# Start of Excerpted records

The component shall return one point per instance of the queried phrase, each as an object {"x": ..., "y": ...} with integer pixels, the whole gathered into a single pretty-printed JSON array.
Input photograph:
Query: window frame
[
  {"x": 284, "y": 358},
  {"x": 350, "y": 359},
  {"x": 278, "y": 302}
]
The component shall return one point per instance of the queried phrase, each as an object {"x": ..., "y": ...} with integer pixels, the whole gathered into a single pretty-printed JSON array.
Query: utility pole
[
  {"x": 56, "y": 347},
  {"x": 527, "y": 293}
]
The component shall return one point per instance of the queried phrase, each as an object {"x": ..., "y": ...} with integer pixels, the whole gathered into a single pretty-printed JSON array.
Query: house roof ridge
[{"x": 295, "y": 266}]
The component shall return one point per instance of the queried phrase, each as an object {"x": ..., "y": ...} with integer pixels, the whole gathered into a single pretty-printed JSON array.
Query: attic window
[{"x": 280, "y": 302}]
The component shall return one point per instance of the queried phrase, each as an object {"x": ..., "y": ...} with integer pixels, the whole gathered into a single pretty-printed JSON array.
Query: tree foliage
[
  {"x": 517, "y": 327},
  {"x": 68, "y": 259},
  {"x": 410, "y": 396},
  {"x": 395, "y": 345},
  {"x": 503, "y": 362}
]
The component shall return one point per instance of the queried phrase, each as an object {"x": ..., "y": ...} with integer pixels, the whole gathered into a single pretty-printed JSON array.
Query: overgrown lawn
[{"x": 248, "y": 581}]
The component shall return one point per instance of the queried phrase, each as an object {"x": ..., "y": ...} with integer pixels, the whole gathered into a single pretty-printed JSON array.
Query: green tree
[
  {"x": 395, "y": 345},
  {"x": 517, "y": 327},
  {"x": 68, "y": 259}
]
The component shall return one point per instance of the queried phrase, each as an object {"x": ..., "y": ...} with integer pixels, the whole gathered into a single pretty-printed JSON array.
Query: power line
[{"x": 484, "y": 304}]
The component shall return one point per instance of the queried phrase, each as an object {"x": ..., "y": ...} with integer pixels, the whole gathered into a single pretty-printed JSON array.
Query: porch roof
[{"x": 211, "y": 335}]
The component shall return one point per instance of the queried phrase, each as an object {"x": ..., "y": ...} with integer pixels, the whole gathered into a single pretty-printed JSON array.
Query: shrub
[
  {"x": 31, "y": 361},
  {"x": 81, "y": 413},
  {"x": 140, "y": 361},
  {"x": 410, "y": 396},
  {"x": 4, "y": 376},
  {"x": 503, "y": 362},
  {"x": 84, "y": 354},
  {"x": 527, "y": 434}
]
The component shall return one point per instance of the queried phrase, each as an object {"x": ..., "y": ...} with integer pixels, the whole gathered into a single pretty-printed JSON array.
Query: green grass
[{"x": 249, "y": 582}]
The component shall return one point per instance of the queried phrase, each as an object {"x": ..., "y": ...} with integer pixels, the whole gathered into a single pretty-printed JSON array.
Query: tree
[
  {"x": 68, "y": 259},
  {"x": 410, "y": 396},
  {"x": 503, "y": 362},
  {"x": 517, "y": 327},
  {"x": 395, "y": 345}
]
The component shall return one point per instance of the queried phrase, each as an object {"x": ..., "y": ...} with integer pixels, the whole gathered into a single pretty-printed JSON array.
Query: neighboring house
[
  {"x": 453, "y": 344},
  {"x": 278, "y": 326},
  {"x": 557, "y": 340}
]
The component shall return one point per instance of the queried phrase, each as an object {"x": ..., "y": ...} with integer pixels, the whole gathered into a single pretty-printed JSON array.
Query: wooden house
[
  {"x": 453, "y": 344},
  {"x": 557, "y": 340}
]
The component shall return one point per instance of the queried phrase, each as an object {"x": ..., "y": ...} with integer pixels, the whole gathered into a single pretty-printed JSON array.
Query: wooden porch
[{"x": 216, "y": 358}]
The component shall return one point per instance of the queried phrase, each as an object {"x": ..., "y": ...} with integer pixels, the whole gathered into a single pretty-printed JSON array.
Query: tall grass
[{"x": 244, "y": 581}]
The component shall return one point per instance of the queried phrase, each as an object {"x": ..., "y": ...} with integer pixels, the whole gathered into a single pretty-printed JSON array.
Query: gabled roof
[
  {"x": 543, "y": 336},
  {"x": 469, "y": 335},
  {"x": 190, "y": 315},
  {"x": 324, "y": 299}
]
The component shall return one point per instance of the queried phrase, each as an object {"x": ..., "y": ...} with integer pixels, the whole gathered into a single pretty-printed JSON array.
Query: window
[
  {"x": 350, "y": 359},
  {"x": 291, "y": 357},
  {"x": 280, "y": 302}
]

# End of Excerpted records

Exercise prompt
Reproduce the records above exactly as they appear.

Result below
The component shall return one point per instance of the queried phrase, each as an object {"x": ..., "y": ...} with integer pixels, the whole gathered into a single pretty-printed JSON array.
Input photograph:
Query: window frame
[
  {"x": 284, "y": 358},
  {"x": 350, "y": 359},
  {"x": 278, "y": 302}
]
The component shall return one point per instance of the queried phrase, each as an object {"x": ..., "y": ...} with integer pixels, the whole gathered into a single pretty-printed JSON array.
Query: utility pole
[
  {"x": 56, "y": 347},
  {"x": 527, "y": 293}
]
The component shall return one point per instance of the queried phrase, each as an object {"x": ..., "y": ...} with integer pixels, the whole gathered into a single pretty-printed JSON array.
Query: house roof ridge
[{"x": 295, "y": 266}]
The component shall return one point per instance of the queried phrase, each as an object {"x": ..., "y": ...} with integer pixels, the whole gathered into a single pretty-printed JSON array.
Query: attic window
[{"x": 280, "y": 302}]
The component shall return one point per instance of the queried phrase, each as an object {"x": ..., "y": ...} with integer pixels, the whole gathered into a single pretty-printed JSON array.
Query: tree foliage
[
  {"x": 517, "y": 327},
  {"x": 68, "y": 259},
  {"x": 410, "y": 396},
  {"x": 395, "y": 345},
  {"x": 503, "y": 362}
]
The component shall return one point per instance of the queried phrase, each as an object {"x": ..., "y": ...} with integer pixels, the whole gathered into a single pretty-printed JSON array.
Query: overgrown lawn
[{"x": 248, "y": 581}]
The component shall return one point per instance of the queried phrase, each as an object {"x": ..., "y": ...} with integer pixels, the whole gathered into a single pretty-printed JSON array.
Query: green tree
[
  {"x": 395, "y": 345},
  {"x": 517, "y": 327},
  {"x": 68, "y": 259}
]
The component shall return one point per instance of the queried phrase, each as an object {"x": ..., "y": ...} with integer pixels, the whole gathered into a single pretty-printed JSON array.
Query: power line
[{"x": 484, "y": 304}]
The component shall return one point per instance of the queried phrase, each as an object {"x": ..., "y": ...} with integer pixels, the whole gathered into a single pretty-printed JSON array.
Query: porch roof
[{"x": 211, "y": 335}]
The component shall return one point per instance of the queried phrase, each as an object {"x": ..., "y": ...} with integer pixels, the whole gathered into a single pretty-printed JSON array.
Query: shrub
[
  {"x": 31, "y": 361},
  {"x": 81, "y": 413},
  {"x": 140, "y": 361},
  {"x": 410, "y": 396},
  {"x": 4, "y": 376},
  {"x": 503, "y": 362},
  {"x": 84, "y": 354},
  {"x": 527, "y": 434}
]
The component shall return one point per instance of the queried phrase, each as an object {"x": ..., "y": ...} with integer pixels, the whole gathered into a single pretty-printed JSON array.
Query: green grass
[{"x": 249, "y": 582}]
The component shall return one point per instance of the queried phrase, each as an object {"x": ..., "y": ...} with integer pixels, the whole gathered into a single pretty-printed JSON array.
Query: tree
[
  {"x": 68, "y": 259},
  {"x": 410, "y": 396},
  {"x": 503, "y": 362},
  {"x": 517, "y": 327},
  {"x": 395, "y": 345}
]
The component shall return one point per instance of the queried phrase, each as an object {"x": ..., "y": ...} with integer pixels, the whole gathered into a single pretty-printed JSON array.
Query: neighboring house
[
  {"x": 453, "y": 344},
  {"x": 278, "y": 326},
  {"x": 557, "y": 340}
]
The component shall return one point per instance of the queried phrase, each as an object {"x": ..., "y": ...} with integer pixels, the whole gathered into a single pretty-printed JSON array.
Query: wooden house
[
  {"x": 453, "y": 344},
  {"x": 557, "y": 340}
]
The component shall return one point per instance of the queried phrase, each as an object {"x": ..., "y": ...} with integer pixels, the whole gathered into a single pretty-printed JSON array.
Query: wooden porch
[{"x": 216, "y": 358}]
The component shall return one point per instance of the queried phrase, each as an object {"x": ..., "y": ...} with integer pixels, the whole gathered into a single pretty-printed JSON array.
Query: tall grass
[{"x": 244, "y": 581}]
The component shall return one point per instance of the queried phrase, each as an object {"x": ..., "y": ...} with integer pixels, the whole gathered into a single pretty-printed JSON array.
Query: gabled roof
[
  {"x": 543, "y": 336},
  {"x": 469, "y": 335},
  {"x": 190, "y": 315},
  {"x": 324, "y": 299}
]
The component shall return one point per instance of the queried phrase, each as an object {"x": ..., "y": ...} with integer pixels, the whole gathered into a single pretty-printed JSON array.
Query: window
[
  {"x": 350, "y": 359},
  {"x": 291, "y": 357},
  {"x": 280, "y": 302}
]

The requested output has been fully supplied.